Saved entries:
────────────────────────────────────────

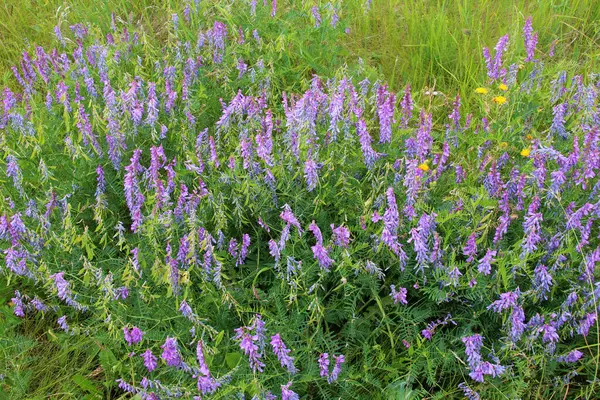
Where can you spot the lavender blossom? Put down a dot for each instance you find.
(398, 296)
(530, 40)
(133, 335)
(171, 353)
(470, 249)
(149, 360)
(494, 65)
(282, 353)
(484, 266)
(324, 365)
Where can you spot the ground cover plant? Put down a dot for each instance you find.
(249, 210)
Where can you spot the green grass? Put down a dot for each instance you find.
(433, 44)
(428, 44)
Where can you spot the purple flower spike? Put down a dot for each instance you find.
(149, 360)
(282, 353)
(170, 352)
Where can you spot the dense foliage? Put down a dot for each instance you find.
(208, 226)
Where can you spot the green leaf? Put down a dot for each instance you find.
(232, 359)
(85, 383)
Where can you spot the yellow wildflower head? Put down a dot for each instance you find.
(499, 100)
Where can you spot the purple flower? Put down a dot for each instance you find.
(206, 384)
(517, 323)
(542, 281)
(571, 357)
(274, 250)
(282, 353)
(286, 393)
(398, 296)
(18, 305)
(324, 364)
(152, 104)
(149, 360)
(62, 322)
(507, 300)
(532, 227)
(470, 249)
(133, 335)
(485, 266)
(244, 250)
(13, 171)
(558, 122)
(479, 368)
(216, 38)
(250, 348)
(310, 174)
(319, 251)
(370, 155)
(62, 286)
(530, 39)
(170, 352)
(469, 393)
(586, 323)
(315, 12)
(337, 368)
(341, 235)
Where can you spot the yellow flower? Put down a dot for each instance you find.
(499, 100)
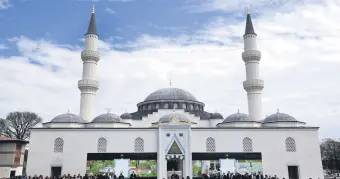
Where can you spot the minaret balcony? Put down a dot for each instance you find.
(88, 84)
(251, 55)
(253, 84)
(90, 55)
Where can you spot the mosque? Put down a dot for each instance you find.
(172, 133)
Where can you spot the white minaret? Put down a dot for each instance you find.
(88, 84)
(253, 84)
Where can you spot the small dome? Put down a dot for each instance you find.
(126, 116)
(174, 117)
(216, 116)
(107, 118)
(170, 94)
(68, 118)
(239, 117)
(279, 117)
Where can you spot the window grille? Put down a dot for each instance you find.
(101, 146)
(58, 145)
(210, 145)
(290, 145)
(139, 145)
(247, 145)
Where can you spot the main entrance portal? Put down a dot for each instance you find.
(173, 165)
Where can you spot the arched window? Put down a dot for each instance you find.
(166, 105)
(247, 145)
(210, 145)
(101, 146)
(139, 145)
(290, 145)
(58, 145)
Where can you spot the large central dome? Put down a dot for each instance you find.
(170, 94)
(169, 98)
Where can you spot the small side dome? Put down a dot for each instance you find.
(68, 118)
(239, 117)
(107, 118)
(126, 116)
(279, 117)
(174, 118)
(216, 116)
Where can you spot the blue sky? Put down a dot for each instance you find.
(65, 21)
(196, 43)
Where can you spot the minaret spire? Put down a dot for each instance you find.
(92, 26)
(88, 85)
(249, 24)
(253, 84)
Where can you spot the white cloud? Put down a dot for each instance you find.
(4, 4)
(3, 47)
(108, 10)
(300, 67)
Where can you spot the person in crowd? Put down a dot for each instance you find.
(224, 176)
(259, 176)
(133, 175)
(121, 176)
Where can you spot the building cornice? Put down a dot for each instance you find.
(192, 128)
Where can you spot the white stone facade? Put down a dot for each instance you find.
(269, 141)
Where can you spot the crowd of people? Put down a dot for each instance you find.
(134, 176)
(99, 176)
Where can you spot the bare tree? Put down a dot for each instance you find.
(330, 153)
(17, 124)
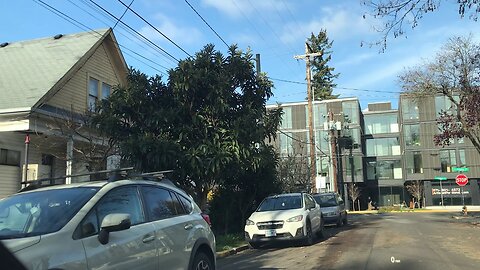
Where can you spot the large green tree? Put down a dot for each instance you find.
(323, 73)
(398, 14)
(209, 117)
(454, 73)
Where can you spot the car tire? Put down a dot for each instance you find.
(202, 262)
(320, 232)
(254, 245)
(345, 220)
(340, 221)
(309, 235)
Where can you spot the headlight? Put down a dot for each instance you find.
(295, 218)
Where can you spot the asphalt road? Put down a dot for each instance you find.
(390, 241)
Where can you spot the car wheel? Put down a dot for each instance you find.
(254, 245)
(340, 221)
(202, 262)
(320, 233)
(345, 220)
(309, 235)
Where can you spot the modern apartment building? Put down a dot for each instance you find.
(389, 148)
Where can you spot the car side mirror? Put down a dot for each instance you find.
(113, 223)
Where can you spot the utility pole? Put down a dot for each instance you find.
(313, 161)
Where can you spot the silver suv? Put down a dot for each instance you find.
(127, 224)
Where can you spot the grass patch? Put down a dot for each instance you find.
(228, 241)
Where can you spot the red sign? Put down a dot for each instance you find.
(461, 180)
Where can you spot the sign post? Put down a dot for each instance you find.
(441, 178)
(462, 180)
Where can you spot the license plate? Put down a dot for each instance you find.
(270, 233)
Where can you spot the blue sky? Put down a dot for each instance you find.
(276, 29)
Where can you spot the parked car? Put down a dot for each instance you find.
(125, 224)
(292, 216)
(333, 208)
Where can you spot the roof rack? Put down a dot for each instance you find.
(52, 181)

────────────────────────────────────────

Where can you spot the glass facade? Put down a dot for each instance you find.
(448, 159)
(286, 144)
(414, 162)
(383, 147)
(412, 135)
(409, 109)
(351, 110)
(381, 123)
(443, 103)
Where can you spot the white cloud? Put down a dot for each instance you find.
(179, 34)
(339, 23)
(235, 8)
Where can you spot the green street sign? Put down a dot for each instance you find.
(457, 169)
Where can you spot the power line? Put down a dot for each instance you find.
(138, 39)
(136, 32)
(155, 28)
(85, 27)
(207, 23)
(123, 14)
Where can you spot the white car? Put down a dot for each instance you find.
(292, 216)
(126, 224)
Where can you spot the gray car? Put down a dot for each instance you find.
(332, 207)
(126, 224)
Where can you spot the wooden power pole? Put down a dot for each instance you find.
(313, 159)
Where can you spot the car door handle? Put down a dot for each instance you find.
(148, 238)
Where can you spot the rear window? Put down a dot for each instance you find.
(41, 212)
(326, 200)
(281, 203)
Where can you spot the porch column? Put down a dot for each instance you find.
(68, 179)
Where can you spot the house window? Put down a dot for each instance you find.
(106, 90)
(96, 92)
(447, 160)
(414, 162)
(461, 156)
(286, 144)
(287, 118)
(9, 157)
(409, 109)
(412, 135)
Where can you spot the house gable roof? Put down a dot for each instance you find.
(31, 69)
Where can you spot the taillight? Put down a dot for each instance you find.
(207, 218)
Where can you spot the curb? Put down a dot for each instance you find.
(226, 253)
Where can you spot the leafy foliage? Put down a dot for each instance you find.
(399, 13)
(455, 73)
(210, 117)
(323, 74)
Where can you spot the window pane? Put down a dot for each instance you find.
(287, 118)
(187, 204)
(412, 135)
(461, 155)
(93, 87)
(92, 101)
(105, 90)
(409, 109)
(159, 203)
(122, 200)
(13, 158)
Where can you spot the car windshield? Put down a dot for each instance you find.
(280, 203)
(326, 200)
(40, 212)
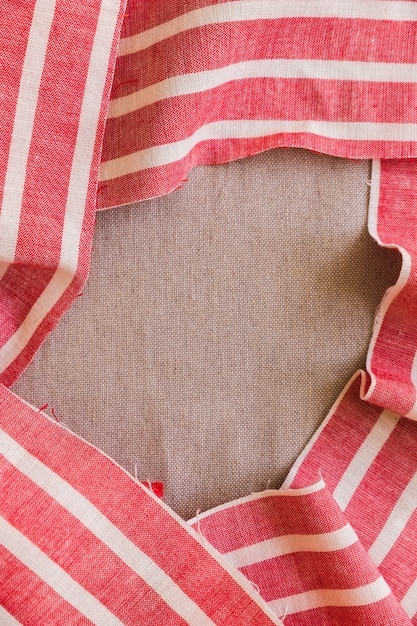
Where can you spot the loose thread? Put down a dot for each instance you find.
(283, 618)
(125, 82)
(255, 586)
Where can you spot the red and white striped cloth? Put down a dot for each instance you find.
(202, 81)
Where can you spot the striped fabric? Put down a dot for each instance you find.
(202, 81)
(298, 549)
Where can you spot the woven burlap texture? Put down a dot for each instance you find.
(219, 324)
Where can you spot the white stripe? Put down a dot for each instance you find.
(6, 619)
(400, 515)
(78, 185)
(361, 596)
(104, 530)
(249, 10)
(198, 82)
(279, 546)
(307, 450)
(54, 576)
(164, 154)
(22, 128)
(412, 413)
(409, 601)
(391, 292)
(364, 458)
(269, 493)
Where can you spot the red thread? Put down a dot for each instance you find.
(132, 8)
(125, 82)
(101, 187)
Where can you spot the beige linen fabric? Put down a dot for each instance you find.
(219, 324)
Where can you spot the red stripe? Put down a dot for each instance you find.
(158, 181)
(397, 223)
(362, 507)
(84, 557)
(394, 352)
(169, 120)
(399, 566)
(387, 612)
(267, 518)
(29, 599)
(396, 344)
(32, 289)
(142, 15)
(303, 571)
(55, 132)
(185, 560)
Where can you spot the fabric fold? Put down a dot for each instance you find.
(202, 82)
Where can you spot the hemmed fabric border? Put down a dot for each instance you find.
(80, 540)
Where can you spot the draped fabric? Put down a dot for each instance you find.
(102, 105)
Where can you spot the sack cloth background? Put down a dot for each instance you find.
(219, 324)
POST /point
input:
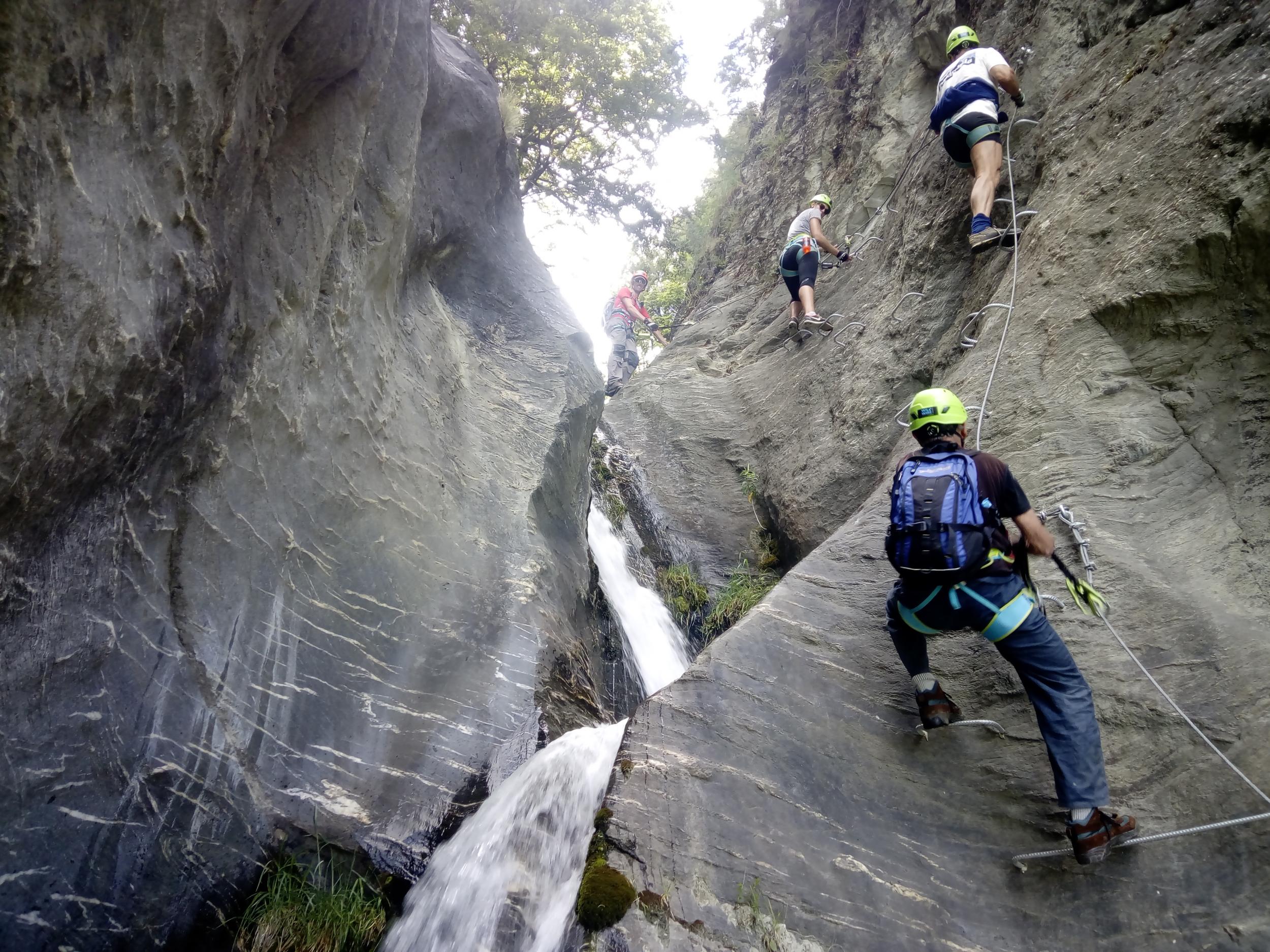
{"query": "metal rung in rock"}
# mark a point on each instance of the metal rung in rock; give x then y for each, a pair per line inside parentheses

────────────────────────────────────────

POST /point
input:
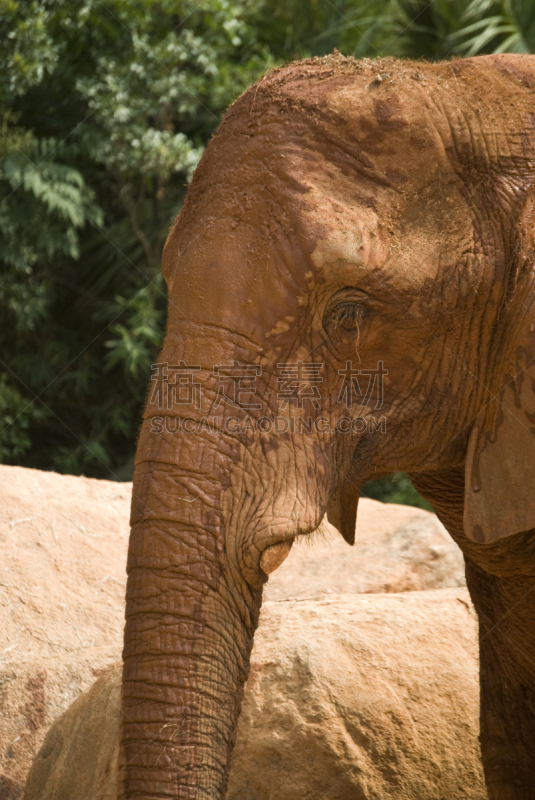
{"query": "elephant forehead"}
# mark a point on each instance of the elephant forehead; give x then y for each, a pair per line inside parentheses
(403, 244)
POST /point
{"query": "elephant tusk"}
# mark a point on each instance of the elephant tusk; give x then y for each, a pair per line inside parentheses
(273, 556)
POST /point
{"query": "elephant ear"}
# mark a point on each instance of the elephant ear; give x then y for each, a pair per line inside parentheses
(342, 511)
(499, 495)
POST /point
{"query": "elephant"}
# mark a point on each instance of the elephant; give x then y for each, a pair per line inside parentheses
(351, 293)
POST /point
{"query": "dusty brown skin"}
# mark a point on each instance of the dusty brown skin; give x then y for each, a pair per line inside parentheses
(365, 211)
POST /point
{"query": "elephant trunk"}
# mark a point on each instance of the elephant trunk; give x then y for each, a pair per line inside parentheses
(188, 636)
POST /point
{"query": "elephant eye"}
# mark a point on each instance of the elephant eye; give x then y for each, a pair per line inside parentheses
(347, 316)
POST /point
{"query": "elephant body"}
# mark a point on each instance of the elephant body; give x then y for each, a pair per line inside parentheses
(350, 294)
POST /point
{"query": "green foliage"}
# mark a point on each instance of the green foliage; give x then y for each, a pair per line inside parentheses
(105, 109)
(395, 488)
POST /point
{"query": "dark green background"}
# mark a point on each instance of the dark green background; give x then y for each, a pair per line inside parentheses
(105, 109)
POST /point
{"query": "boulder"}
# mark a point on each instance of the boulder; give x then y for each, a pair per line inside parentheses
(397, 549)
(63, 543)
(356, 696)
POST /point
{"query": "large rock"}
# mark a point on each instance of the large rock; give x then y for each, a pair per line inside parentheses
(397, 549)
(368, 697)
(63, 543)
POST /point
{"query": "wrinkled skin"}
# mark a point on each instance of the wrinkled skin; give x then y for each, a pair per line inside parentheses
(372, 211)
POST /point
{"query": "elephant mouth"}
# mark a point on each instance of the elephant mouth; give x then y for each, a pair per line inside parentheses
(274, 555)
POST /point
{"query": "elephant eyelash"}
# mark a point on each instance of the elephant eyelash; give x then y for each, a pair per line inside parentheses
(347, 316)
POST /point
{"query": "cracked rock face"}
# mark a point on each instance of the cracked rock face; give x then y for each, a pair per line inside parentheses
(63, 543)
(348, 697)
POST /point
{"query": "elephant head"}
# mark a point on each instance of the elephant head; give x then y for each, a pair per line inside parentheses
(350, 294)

────────────────────────────────────────

Pick out and copy the lines of the entries that hold the string "metal".

{"query": "metal rung in rock"}
# mark a point on each instance of the metal rung in rock; give x then y for each, a pair per line inside parentheses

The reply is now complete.